Task prompt => Transcribe the records below exactly, leaving out any pictures.

#### Excerpted records

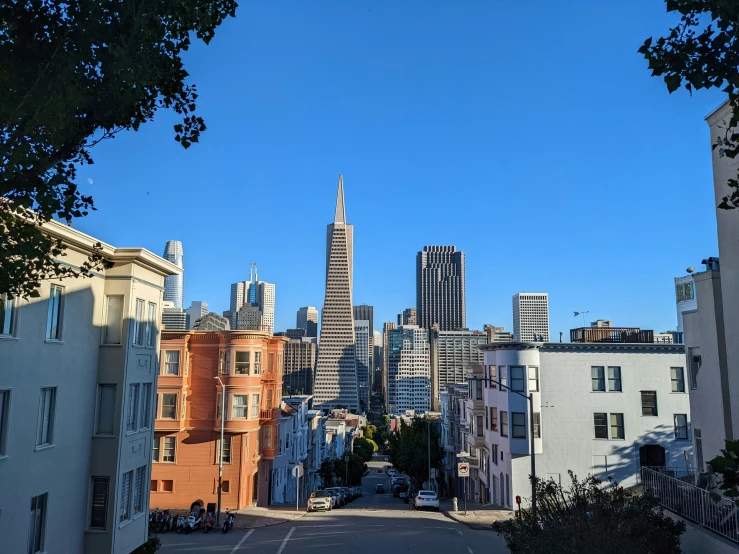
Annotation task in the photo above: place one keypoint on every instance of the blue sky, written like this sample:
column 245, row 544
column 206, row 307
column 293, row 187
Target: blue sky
column 528, row 134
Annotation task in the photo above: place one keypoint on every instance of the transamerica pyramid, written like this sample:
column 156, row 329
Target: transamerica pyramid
column 336, row 367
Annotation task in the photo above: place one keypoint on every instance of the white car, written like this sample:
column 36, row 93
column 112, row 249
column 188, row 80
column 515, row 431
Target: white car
column 320, row 500
column 427, row 499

########

Exercise solution =>
Annotation task in the photo above: place one keypoint on every instance of the blue sky, written like this sample:
column 245, row 544
column 206, row 307
column 293, row 187
Target: blue sky
column 528, row 134
Annotation task in the photo above: place one keypoint on every instance of the transamerica pyramid, written like this sample:
column 156, row 329
Target: transamerica pyramid
column 336, row 367
Annotation task in the photo above: place one keypoint on every instance of the white car, written like this sample:
column 36, row 93
column 112, row 249
column 188, row 80
column 515, row 431
Target: white car
column 320, row 500
column 427, row 499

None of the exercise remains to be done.